Could you write out, word for word, each line from the one containing "Query string: window with white blinds" to the last line of the data below, both included and nothing more?
********
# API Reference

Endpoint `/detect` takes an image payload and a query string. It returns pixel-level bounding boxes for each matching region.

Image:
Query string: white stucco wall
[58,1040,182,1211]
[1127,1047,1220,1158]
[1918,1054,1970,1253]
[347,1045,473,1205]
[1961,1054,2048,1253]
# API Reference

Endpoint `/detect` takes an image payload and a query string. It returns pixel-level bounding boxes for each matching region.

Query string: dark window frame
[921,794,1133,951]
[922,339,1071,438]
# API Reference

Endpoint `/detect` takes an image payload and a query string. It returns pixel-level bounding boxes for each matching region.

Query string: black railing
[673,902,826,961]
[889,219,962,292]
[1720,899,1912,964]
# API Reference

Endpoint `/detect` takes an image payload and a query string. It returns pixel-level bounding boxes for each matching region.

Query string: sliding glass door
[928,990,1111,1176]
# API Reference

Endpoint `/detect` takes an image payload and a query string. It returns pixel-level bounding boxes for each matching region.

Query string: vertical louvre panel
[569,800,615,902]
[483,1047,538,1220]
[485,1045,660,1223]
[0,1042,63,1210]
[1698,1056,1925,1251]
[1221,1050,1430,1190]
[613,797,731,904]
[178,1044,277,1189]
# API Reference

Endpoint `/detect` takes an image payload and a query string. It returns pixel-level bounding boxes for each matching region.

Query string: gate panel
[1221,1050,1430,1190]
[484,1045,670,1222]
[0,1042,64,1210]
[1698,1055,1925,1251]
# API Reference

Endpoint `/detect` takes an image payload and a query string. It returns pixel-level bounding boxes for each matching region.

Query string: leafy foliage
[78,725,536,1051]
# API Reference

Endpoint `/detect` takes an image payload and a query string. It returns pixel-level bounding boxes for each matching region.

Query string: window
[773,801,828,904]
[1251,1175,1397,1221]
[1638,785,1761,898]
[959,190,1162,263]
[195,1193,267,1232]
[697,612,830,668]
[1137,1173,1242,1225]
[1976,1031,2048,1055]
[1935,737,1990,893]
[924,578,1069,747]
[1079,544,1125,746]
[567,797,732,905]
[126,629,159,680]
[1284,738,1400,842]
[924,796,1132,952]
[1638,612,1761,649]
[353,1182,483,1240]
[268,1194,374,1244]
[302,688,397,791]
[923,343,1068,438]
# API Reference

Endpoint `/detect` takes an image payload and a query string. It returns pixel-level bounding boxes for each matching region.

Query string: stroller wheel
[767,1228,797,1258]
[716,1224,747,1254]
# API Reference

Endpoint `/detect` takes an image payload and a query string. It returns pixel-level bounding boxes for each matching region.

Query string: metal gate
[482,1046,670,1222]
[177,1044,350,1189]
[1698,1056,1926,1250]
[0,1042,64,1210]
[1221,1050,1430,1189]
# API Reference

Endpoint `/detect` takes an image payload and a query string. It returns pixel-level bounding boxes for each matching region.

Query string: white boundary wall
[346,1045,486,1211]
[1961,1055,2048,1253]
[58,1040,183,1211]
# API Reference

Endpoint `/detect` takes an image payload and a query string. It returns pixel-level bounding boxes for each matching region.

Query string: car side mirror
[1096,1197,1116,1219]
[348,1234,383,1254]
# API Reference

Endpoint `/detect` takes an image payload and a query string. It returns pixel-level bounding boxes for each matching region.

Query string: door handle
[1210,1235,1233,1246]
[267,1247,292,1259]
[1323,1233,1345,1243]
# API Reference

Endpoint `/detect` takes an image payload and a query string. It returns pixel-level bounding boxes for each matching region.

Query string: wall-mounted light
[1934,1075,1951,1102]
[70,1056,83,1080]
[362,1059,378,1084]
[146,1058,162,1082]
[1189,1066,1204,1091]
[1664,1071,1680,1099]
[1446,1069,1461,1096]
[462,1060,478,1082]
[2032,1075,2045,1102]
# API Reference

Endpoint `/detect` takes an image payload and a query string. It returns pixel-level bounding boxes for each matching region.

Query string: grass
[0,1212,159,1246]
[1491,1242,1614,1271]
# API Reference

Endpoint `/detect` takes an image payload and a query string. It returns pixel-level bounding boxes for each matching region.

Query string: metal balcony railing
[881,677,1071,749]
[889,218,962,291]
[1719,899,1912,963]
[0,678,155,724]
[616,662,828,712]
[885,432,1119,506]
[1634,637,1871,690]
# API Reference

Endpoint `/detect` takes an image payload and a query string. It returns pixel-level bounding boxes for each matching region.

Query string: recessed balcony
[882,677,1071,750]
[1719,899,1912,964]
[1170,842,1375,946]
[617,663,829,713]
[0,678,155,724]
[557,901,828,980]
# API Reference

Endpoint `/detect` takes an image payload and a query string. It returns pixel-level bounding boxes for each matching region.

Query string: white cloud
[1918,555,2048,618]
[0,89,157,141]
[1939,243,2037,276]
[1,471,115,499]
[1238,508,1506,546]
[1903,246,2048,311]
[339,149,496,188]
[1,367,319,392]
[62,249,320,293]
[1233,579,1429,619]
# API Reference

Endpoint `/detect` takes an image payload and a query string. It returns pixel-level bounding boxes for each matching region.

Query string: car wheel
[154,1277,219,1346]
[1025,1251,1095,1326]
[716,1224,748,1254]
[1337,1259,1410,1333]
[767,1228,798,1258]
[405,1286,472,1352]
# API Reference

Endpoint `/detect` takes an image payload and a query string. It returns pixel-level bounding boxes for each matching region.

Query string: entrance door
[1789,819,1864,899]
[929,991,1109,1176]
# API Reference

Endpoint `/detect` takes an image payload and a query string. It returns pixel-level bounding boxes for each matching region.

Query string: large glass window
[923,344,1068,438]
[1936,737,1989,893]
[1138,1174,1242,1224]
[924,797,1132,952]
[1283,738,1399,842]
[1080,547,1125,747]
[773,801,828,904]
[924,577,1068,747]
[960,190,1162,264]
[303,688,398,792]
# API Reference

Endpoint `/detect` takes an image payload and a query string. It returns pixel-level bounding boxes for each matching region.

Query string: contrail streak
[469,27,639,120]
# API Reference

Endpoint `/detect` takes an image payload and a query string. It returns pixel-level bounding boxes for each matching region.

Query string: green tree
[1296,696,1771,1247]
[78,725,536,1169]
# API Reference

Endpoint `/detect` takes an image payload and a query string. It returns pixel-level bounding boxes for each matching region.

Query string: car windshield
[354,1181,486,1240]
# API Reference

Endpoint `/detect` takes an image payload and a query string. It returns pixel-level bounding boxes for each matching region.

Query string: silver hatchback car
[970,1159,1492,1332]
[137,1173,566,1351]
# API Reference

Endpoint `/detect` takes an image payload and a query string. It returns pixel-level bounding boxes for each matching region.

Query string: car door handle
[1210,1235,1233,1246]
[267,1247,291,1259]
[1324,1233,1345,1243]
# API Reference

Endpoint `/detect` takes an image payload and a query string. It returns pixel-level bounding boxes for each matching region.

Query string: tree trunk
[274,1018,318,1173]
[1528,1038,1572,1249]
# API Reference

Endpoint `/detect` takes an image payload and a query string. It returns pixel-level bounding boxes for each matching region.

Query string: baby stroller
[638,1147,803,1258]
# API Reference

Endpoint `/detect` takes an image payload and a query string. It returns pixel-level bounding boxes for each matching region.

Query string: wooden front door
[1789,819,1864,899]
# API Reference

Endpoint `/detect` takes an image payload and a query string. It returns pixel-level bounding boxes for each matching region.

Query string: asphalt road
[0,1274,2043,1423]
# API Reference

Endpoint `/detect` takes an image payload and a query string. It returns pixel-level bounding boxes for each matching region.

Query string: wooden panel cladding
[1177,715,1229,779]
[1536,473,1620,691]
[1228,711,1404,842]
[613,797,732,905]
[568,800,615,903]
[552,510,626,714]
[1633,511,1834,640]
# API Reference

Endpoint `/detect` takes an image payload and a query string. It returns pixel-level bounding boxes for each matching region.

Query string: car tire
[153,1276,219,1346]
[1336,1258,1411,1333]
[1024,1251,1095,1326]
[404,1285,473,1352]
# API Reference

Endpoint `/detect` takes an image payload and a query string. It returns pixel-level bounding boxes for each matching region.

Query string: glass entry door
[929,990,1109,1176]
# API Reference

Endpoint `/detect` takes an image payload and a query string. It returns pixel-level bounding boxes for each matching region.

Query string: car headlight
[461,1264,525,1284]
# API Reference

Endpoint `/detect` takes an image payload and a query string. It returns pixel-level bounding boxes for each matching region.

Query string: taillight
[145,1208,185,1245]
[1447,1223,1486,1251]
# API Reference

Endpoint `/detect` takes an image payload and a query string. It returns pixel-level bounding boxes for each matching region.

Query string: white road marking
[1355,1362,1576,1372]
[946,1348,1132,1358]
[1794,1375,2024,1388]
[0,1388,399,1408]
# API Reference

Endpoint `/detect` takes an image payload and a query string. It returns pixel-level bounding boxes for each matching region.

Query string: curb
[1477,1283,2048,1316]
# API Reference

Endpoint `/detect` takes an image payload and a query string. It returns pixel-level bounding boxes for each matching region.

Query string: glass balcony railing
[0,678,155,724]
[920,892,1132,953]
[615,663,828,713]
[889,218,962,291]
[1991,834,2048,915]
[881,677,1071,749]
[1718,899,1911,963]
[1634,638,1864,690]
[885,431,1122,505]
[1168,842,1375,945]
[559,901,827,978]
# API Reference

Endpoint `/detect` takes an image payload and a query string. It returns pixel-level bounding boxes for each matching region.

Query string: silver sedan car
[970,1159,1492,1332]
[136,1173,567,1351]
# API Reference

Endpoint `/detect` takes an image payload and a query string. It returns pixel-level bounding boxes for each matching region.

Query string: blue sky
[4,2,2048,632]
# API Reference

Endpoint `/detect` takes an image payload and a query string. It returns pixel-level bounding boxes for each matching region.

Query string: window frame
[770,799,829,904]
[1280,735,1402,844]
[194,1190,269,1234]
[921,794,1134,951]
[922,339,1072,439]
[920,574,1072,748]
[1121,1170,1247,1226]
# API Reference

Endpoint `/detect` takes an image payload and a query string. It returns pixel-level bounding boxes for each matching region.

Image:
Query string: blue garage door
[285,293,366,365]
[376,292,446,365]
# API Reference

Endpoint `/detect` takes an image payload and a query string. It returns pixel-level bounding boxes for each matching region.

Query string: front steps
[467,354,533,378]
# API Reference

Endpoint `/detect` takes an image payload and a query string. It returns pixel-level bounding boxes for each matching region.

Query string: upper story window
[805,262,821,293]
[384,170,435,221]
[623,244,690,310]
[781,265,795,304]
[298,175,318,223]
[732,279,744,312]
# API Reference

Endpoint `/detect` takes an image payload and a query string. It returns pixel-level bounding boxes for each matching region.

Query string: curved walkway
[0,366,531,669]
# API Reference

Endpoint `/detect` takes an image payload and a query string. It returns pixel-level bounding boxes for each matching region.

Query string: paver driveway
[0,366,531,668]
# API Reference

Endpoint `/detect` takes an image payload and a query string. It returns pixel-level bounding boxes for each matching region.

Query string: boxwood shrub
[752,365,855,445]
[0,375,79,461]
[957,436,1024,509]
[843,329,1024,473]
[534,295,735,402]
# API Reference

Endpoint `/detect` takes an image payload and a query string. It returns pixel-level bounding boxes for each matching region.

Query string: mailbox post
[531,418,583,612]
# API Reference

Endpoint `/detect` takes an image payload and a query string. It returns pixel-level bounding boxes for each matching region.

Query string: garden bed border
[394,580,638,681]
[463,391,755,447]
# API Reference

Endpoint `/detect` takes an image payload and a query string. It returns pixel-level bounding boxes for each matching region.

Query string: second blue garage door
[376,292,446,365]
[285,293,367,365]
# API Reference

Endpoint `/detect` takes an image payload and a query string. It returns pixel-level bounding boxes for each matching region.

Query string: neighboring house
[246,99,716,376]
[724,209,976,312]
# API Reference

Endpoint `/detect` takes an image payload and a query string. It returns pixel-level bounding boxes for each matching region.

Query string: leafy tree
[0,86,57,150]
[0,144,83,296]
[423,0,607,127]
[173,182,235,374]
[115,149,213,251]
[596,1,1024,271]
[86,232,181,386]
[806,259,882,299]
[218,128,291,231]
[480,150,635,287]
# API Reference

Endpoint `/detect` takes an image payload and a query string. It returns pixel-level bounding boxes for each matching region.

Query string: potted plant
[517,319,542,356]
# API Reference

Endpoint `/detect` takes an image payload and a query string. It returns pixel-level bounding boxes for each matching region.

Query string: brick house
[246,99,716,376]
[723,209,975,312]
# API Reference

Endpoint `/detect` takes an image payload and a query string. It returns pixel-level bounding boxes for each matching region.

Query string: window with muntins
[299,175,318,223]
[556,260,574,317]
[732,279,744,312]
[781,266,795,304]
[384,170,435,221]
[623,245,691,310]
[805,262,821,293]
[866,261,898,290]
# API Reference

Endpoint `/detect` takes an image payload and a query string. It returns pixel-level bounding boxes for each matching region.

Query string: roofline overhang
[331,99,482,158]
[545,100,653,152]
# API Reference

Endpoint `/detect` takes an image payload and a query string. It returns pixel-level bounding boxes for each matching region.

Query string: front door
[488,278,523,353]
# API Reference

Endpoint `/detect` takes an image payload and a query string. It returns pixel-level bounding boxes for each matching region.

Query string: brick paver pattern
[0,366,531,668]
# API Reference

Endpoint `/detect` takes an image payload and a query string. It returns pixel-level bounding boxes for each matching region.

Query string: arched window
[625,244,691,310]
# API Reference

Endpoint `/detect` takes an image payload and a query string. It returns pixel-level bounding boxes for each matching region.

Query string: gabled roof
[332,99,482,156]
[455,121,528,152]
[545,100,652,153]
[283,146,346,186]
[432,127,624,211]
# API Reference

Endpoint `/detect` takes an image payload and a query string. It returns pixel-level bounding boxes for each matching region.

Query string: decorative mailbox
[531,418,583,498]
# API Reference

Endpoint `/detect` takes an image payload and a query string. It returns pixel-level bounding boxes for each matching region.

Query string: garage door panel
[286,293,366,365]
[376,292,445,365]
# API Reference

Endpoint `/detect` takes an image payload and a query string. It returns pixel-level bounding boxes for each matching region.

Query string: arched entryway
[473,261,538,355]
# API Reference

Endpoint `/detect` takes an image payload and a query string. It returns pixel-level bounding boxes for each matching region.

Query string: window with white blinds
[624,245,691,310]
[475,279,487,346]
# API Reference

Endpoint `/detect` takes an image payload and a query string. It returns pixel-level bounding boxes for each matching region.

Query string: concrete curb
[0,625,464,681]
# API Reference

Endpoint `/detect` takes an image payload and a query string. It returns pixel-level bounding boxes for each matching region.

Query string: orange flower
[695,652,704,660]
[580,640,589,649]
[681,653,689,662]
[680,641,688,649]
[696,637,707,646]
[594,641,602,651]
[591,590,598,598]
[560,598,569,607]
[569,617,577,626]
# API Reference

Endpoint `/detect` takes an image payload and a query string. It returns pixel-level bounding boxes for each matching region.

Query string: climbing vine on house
********
Task solution:
Query string: window with white blinds
[624,245,691,310]
[475,279,487,346]
# API Reference

Endpoint `/detect` takes an image payload and a query string. It returns pixel-level bounding boxes for each matching region.

Query string: concrete curb
[0,625,464,681]
# API Reference

Endpoint `/detect` takes an image payload and a query string. It returns pixel-level bounding boxes for each matching region.

Query string: orange flower
[695,652,704,660]
[580,640,589,649]
[681,653,689,662]
[680,641,688,649]
[696,637,707,646]
[594,641,602,651]
[591,590,598,598]
[560,598,569,607]
[569,617,577,626]
# API Reference

Endpoint `/detect` takes an image payload and a query string. It returns pixel-level bounding boxes for each matching region.

Query string: climbing vine on house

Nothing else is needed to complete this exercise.